▸ EXERCISE AIM
The answer must consist of every line from the entries that holds the word "wheel".
──────── MATERIAL PROVIDED
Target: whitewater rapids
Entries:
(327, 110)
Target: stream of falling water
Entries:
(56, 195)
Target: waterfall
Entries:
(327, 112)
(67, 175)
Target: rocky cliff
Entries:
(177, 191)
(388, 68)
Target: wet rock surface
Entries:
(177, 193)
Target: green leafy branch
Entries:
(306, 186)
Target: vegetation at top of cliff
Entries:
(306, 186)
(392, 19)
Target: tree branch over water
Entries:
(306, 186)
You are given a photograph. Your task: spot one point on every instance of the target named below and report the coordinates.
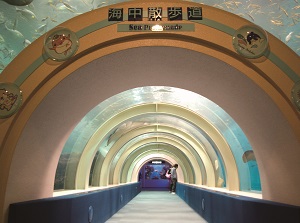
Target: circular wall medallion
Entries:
(295, 93)
(250, 41)
(10, 99)
(61, 44)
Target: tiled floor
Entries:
(156, 206)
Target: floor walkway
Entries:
(156, 206)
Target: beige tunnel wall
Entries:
(58, 95)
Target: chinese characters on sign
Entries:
(194, 13)
(174, 13)
(115, 14)
(135, 14)
(155, 14)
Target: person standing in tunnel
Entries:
(173, 179)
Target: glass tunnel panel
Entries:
(95, 119)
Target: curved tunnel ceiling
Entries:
(162, 122)
(21, 25)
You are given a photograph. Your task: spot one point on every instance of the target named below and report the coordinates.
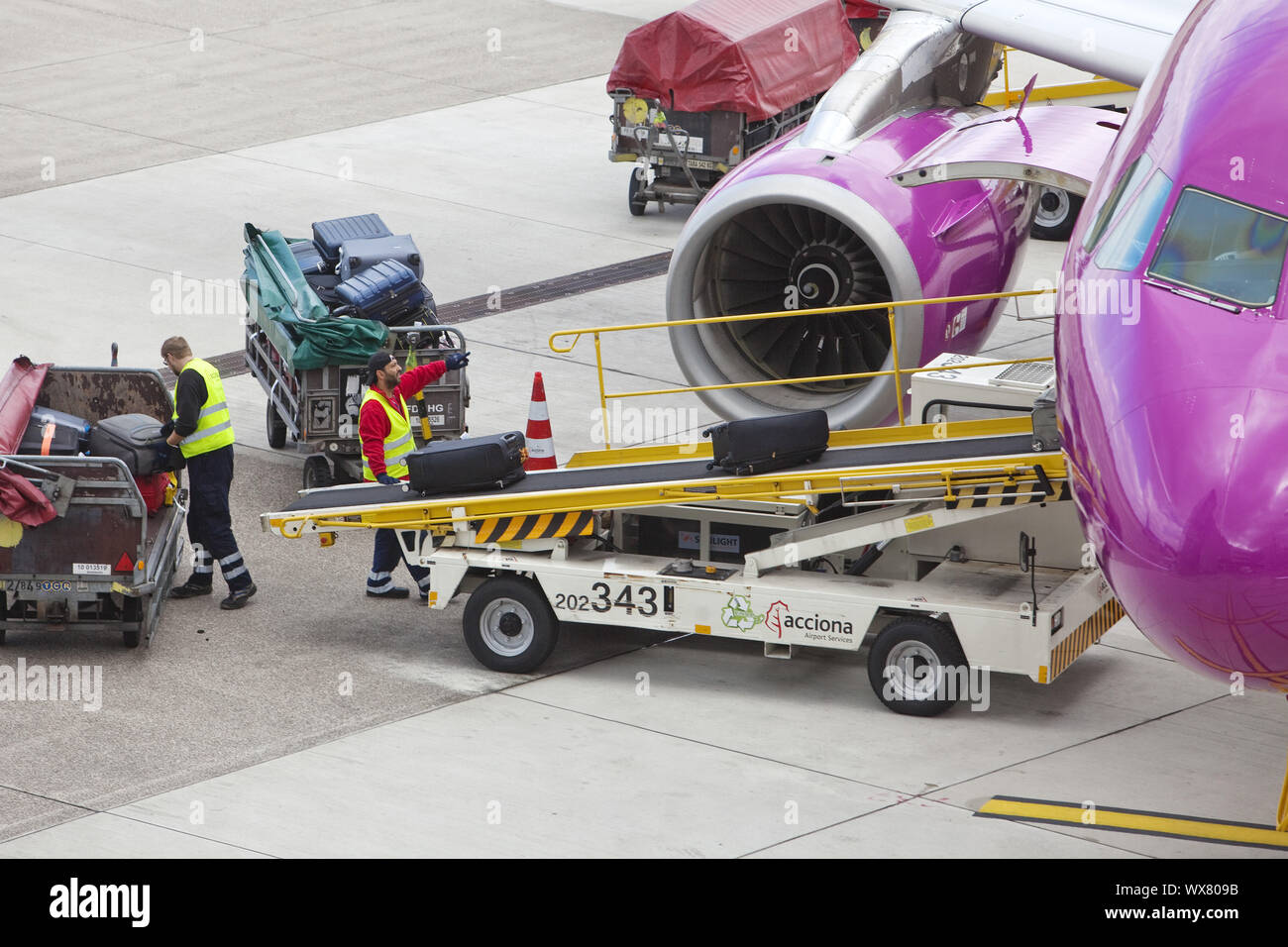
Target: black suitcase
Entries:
(760, 445)
(329, 235)
(310, 260)
(386, 292)
(478, 463)
(364, 253)
(136, 440)
(54, 433)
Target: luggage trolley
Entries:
(317, 408)
(308, 338)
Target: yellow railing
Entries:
(781, 315)
(1068, 90)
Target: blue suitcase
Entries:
(329, 235)
(364, 253)
(310, 260)
(385, 292)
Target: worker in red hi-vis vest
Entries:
(384, 427)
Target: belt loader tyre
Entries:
(634, 198)
(274, 428)
(913, 667)
(509, 625)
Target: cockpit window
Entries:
(1223, 248)
(1131, 179)
(1125, 248)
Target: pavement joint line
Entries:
(403, 192)
(485, 93)
(1142, 654)
(81, 253)
(120, 132)
(138, 821)
(84, 58)
(1050, 828)
(1081, 742)
(554, 357)
(115, 14)
(703, 742)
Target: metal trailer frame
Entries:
(63, 575)
(668, 170)
(48, 600)
(927, 628)
(318, 407)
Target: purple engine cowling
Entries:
(806, 227)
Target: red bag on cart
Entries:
(154, 486)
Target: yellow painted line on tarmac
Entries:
(1134, 821)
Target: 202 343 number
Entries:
(640, 598)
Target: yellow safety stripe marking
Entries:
(1083, 637)
(535, 527)
(439, 513)
(656, 454)
(1009, 495)
(1134, 821)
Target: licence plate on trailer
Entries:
(682, 142)
(39, 586)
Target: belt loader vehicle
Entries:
(948, 545)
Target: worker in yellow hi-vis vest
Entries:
(202, 431)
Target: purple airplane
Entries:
(1166, 346)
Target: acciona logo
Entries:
(76, 899)
(780, 616)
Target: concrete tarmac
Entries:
(318, 723)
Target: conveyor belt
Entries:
(686, 472)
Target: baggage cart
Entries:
(103, 564)
(698, 90)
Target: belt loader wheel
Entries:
(913, 667)
(634, 198)
(275, 427)
(509, 625)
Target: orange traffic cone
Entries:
(541, 446)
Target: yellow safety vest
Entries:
(214, 423)
(398, 444)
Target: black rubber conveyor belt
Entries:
(683, 471)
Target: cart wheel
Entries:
(275, 428)
(317, 474)
(1057, 213)
(132, 611)
(509, 625)
(910, 663)
(638, 204)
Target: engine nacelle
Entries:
(806, 227)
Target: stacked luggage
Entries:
(359, 266)
(136, 440)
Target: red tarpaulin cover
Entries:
(21, 500)
(741, 55)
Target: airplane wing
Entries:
(1061, 146)
(1111, 38)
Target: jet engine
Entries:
(814, 222)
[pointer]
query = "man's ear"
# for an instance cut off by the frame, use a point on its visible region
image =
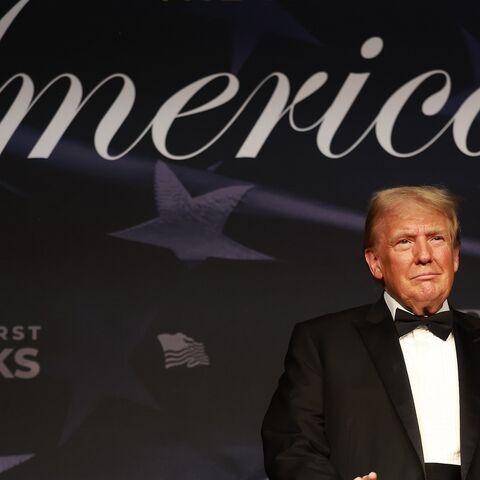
(374, 263)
────────────────
▸ SOLVED EXERCISE
Target: belt loader wheel
Target: cart wheel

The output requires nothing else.